→ Dataset excerpts on object pointing

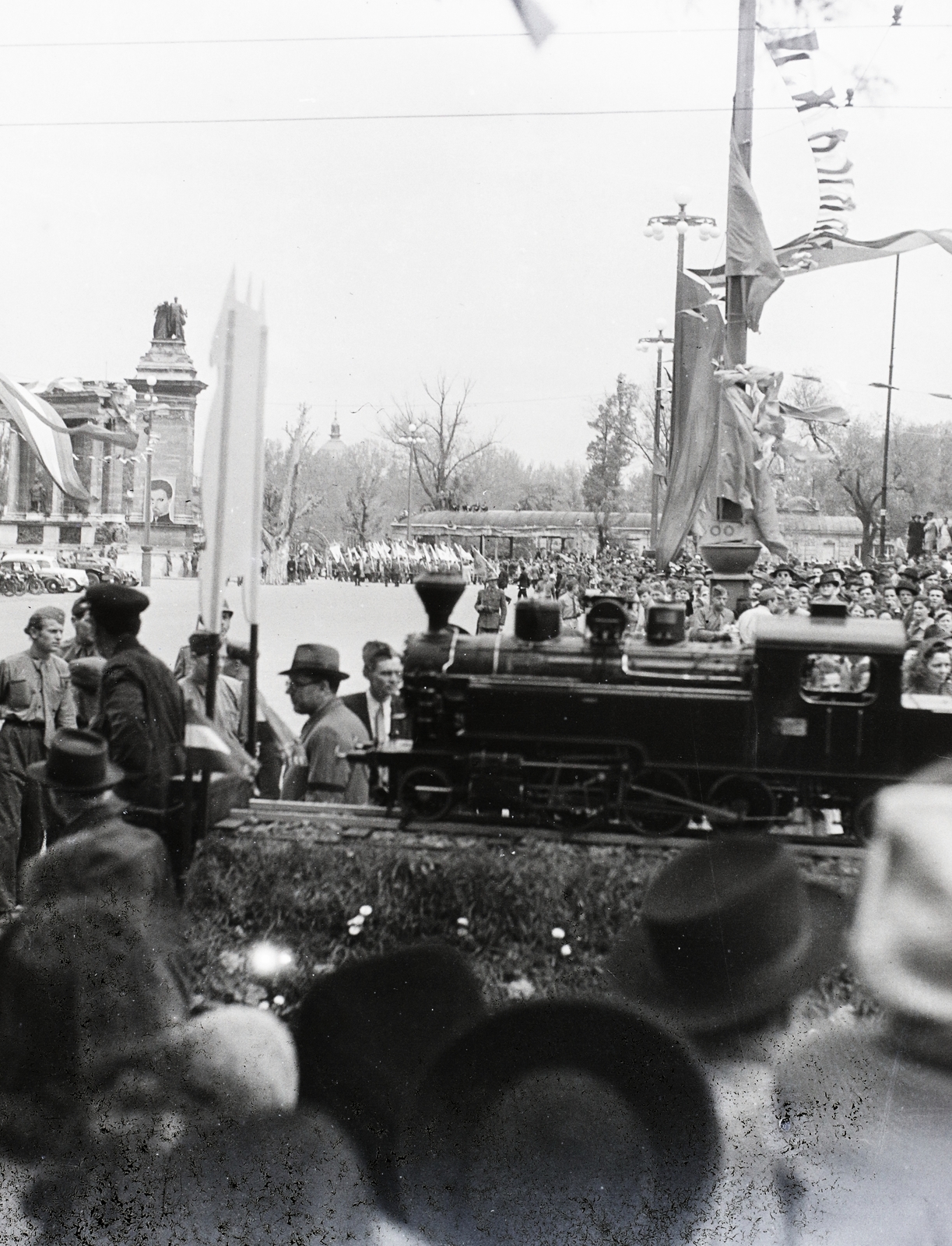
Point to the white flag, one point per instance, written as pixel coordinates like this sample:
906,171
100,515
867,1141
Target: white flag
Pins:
234,464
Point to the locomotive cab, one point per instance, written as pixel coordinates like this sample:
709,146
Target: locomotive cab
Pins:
827,697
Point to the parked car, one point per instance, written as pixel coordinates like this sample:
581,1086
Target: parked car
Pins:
41,573
97,568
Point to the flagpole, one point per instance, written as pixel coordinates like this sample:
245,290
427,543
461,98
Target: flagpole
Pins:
889,413
255,568
743,131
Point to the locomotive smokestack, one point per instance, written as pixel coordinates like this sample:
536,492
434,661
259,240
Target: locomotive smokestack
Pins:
439,593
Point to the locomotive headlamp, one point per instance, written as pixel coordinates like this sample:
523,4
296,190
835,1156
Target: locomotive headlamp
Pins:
607,620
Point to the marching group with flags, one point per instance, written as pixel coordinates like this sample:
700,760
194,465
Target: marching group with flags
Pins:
389,562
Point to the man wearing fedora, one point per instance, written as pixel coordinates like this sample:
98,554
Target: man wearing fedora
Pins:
141,712
323,776
35,699
79,779
729,936
866,1104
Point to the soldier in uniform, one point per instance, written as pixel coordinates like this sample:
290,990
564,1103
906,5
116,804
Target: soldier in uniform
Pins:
141,712
491,606
230,667
35,699
80,653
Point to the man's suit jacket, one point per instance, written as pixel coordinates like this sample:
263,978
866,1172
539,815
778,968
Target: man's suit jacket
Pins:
357,704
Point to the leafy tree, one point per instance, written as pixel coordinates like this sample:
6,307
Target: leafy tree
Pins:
609,452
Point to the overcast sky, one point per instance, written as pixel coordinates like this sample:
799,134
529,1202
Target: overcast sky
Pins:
505,249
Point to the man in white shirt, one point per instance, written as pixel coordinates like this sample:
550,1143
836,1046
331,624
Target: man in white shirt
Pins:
381,708
768,604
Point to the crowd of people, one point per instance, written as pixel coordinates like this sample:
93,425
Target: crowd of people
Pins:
692,1100
396,1106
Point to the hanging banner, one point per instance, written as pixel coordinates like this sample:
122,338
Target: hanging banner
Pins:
234,464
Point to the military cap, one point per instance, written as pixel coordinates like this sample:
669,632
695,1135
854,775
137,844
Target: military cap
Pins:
45,612
115,604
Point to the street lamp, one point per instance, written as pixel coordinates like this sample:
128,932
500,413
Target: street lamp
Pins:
412,439
659,340
147,508
655,228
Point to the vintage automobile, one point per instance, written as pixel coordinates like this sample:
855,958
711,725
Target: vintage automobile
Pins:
51,577
659,733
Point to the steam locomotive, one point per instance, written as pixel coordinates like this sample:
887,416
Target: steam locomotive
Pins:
655,735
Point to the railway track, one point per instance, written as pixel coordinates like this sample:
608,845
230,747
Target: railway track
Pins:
332,824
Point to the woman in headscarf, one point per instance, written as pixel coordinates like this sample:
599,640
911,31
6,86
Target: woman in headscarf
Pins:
929,670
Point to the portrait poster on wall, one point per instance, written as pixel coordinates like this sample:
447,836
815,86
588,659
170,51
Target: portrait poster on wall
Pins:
163,502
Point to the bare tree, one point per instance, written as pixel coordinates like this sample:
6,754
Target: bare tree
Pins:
446,446
280,500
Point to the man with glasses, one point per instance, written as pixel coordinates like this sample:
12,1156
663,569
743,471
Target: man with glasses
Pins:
381,708
321,773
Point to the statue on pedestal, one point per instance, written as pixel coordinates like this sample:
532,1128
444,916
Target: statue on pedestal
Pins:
170,322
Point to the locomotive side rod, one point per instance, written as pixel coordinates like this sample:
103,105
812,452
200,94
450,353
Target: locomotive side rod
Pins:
696,807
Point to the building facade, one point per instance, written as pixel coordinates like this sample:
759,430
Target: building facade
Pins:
120,433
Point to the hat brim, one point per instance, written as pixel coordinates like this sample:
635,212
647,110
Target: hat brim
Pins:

→ Do this
Word for word, quote the full listing, omitting every picture.

→ Exercise answer
Point to the white flag, one point per instance, written as pixel coordinates like this sample:
906,171
100,515
867,1141
Target: white flag
Pins:
234,464
Point to the locomotive cab, one point per instance, written as pixel coordinates like this sample:
709,146
Target: locomotive cab
Pins:
827,697
Point to the parked car, one point per instance, written as pixel coordinates like this sample:
581,1086
Target: parked car
Pins:
41,573
97,568
Point to the flagpole, one point per instance, written as pixel coordinates like this sample:
245,290
427,543
461,98
Target: flagpole
Pins:
889,413
255,568
743,131
Point to the locomotive smokestack, one point per instance, written as pixel coordinates like this sample:
536,492
434,661
259,240
Target: locomotive smokestack
Pins:
439,593
Point to the locomotive headlamp, one point per instance, written as pixel coordinates like this sample:
523,4
296,190
835,1156
Target: locomotive headlamp
Pins:
607,620
Point to the marching group with flags, one point per instance, written as pixel coordinates like this sample:
700,760
194,465
Target: marching group with flags
Pins:
389,562
Point to the man wearing fedora, one point per instance, written as pixel coordinates like this sample:
98,554
Target: man wearing fedora
Pins:
141,712
323,776
35,699
79,779
729,936
866,1104
Point to the soldier in uniform, one point per instance, written as pixel coordinates like this sample:
290,990
564,1103
906,5
116,804
Target: soldier in uniform
Pins:
141,712
491,606
230,667
35,699
80,653
Point to the man's suit jacket, one point per instance, written as pixel coordinates like this sample:
263,978
866,1172
539,815
778,968
Target: man's suit jacket
Pins:
357,704
Point to the leafy tree, one point per instance, written as pixel coordinates like this sample:
6,307
Target: leafy tree
Pins:
609,452
Point to the overcast sky, one point per instance, written as pixel coordinates like this sample:
799,134
529,1202
Target: overcast sky
Pins:
505,249
Point to the man in white shirt, one point per instance, written as pixel coordinates like this sample:
550,1143
836,1046
331,624
Target: man in white shirt
Pins:
381,708
768,604
Point to the crowd of people, one point per instance, written as pixel coordinates like this sample:
93,425
Target: crowd of people
Pins:
692,1100
396,1106
Point to the hanging banner, one point per instance, written as pixel coordinates like this sample:
122,338
Target: hanging banner
Pins:
234,464
Point to the military cap, one point per instance, written as pixel coordinates like this sample:
669,632
695,1135
854,775
137,844
Target: military cap
Pins:
45,612
115,604
Point to the street lamp, one point per instance, written as pixel coordinates like this sample:
128,932
500,413
Target: street lamp
Pins:
412,439
659,340
147,508
655,228
Point to the vintage automobile, one point per instance, written as pixel coordinates like this sample:
855,958
711,725
Target: vintage automobile
Pins:
51,577
659,733
Point to the steam locomotive, one point per instance, written as pixel coordinates like this sample:
887,416
Target: steam locomotive
Pins:
655,735
Point to the railway track, one point per instance, written as pixel coordinates like this sample:
608,845
230,747
Target: railway track
Pins:
332,824
Point to the woman in headscarf, one point per instance, written as pixel coordinates like this sample:
599,640
911,31
6,86
Target: woman in headscarf
Pins:
929,670
Point to the portrait poster on wall, one point per instance, written as pixel coordinates like this sample:
447,836
815,86
588,659
170,51
Target: portrait poster on wall
Pins:
163,502
Point to the bare tree, one point per instance, written as pixel coordinates like this sample:
6,754
Target: bare tree
Pins:
446,446
280,500
Point to the man with glasses, one point per instance, written as pixel coordinates like this sample:
12,1156
663,569
743,471
Target: man with glasses
Pins:
381,708
321,773
Point to the statue on pedestal, one point per instance, written as pixel coordinates like this sample:
532,1128
444,916
Target: statue on pedestal
Pins:
170,322
Point to the locomotive side rod, one point per instance, written as pixel coordinates like this sample:
103,105
812,452
200,94
450,353
Target: locomotive side rod
Pins:
696,807
Point to the building facade, one point per instance, written as pixel coordinates like this sample:
759,430
Target: building facade
Pins:
120,433
Point to the hat brim, one point per instance, written as pixel coordinates like this sample:
635,212
647,110
Target: hat brim
Pins:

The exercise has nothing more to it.